Write the next part of the seaborn chart-type guide, starting right after its final line.
**** TEXT
Since it's not always easy to decide how to best tell the story behind your data, we've broken the chart types into three broad categories to help with this.
- **Trends** - A trend is defined as a pattern of change.
    - `sns.lineplot` - **Line charts** are best to show trends over a period of time, and multiple lines can be used to show trends in more than one group.
- **Relationship** - There are many different chart types that you can use to understand relationships between variables in your data.
    - `sns.barplot` - **Bar charts** are useful for comparing quantities corresponding to different groups.
    - `sns.heatmap` - **Heatmaps** can be used to find color-coded patterns in tables of numbers.
    - `sns.scatterplot` - **Scatter plots** show the relationship between two continuous variables; if color-coded, we can also show the relationship with a third [categorical variable](https://en.wikipedia.org/wiki/Categorical_variable).
    - `sns.regplot` - Including a **regression line** in the scatter plot makes it easier to see any linear relationship between two variables.
    - `sns.lmplot` - This command is useful for drawing multiple regression lines, if the scatter plot contains multiple, color-coded groups.
    - `sns.swarmplot` - **Categorical scatter plots** show the relationship between a continuous variable and a categorical variable.
- **Distribution** - We visualize distributions to show the possible values that we can expect to see in a variable, along with how likely they are.
    - `sns.histplot` - **Histograms** show the distribution of a single numerical variable.
    - `sns.kdeplot` - **KDE plots** (or **2D KDE plots**) show an estimated, smooth distribution of a single numerical variable (or two numerical variables).
    - `sns.jointplot` - This command is useful for simultaneously displaying a 2D KDE plot with the corresponding KDE plots for each individual variable.

In [None]:
import pandas as pd
pd.plotting.register_matplotlib_converters()
********
**** RAW RECORDS
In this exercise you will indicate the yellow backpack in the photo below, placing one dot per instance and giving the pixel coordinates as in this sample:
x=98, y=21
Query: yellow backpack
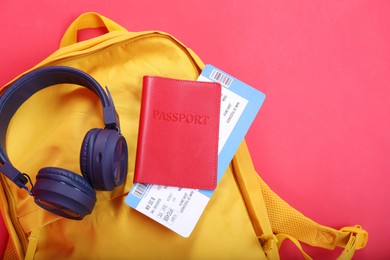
x=244, y=219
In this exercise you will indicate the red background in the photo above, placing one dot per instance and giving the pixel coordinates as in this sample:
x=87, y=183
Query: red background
x=321, y=138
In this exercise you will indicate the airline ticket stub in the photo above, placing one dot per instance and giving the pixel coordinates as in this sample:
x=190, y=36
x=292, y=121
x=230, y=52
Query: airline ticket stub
x=179, y=209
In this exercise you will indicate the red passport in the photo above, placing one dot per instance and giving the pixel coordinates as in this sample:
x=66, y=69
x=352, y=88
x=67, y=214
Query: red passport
x=178, y=133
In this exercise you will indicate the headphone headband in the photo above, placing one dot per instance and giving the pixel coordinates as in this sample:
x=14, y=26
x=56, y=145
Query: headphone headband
x=23, y=88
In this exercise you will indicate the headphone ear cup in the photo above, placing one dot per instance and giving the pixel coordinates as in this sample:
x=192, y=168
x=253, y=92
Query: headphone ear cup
x=64, y=193
x=103, y=158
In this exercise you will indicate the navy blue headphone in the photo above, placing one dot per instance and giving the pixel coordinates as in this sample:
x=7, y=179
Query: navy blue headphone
x=103, y=156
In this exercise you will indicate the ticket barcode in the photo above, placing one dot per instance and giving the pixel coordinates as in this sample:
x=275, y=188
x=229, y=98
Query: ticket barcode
x=139, y=189
x=221, y=78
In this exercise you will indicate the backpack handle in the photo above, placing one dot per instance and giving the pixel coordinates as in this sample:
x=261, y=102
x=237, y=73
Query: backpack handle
x=88, y=20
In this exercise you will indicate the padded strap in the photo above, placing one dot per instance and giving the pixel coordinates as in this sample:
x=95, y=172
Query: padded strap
x=287, y=222
x=250, y=187
x=88, y=20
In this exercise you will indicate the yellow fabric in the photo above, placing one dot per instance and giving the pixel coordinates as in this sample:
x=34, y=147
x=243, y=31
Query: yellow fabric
x=240, y=221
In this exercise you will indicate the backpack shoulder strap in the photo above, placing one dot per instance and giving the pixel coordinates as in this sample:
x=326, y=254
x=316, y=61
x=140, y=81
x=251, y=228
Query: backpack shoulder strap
x=284, y=220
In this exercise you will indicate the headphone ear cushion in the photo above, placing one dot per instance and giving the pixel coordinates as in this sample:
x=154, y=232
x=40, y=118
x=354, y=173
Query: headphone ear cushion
x=86, y=153
x=103, y=158
x=64, y=193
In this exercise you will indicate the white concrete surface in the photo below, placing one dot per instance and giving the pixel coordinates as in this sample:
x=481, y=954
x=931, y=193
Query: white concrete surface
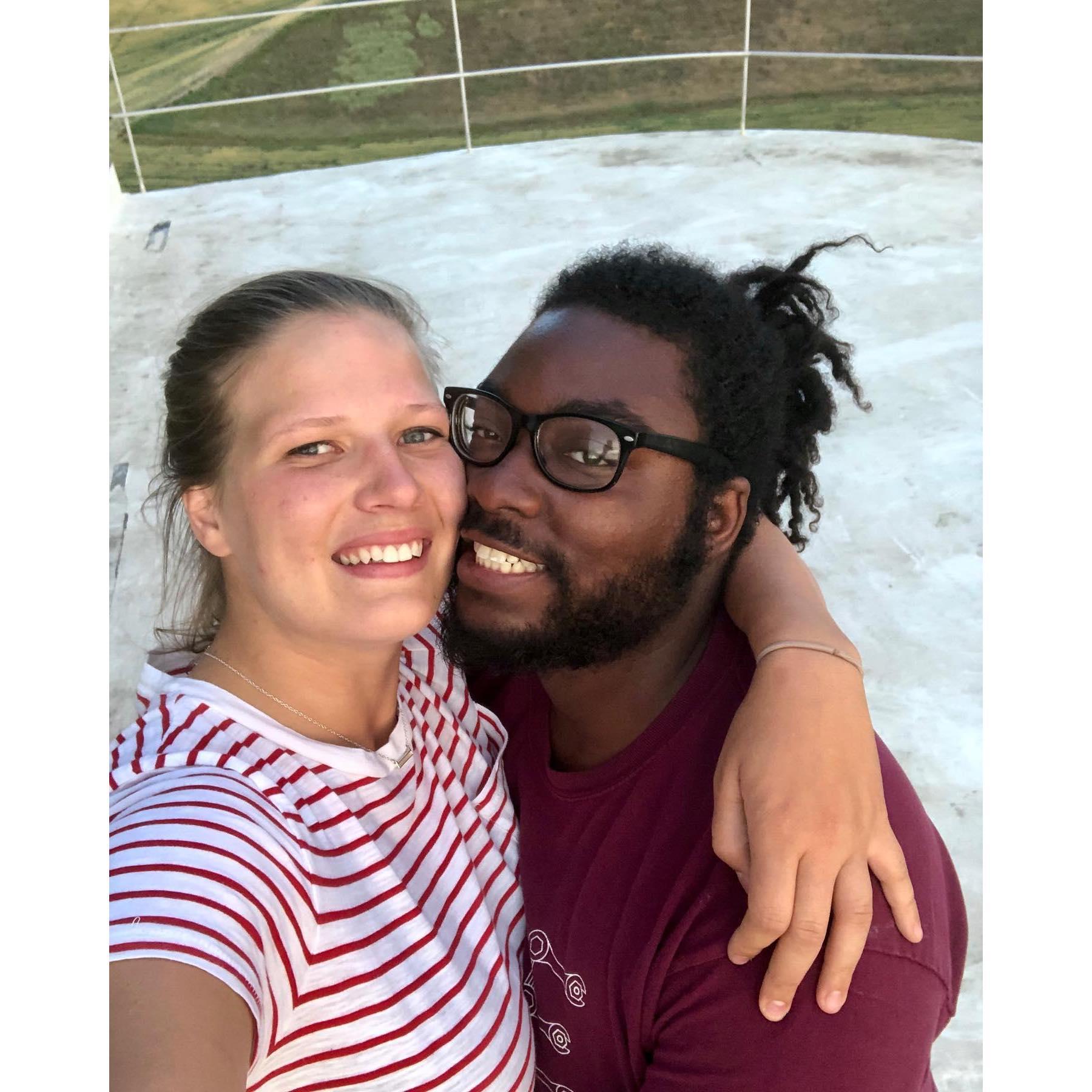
x=474, y=236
********
WRITTEN ANSWER:
import matplotlib.pyplot as plt
%matplotlib inline
import seaborn as sns

# Set up code checking
import os
if not os.path.exists("../input/fifa.csv"):
    os.symlink("../input/data-for-datavis/fifa.csv", "../input/fifa.csv")  

## Lineplot

In [None]:
# Set the width and height of the figure
plt.figure(figsize=(14,6))

# Add title
plt.title("Daily Global Streams of Popular Songs in 2017-2018")

# Line chart showing daily global streams of 'Shape of You'
sns.lineplot(data=spotify_data['Shape of You'], label="Shape of You")

# Line chart showing daily global streams of 'Despacito'
sns.lineplot(data=spotify_data['Despacito'], label="Despacito")

# Add label for horizontal axis
plt.xlabel("Date")

As you can see above, the line of code is relatively short and has two main components:
- `sns.lineplot` tells the notebook that we want to create a line chart. 
 - _Every command that you learn about in this course will start with `sns`, which indicates that the command comes from the [seaborn](https://seaborn.pydata.org/) package. For instance, we use `sns.lineplot` to make line charts.  Soon, you'll learn that we use `sns.barplot` and `sns.heatmap` to make bar charts and heatmaps, respectively._
- `data=spotify_data` selects the data that will be used to create the chart.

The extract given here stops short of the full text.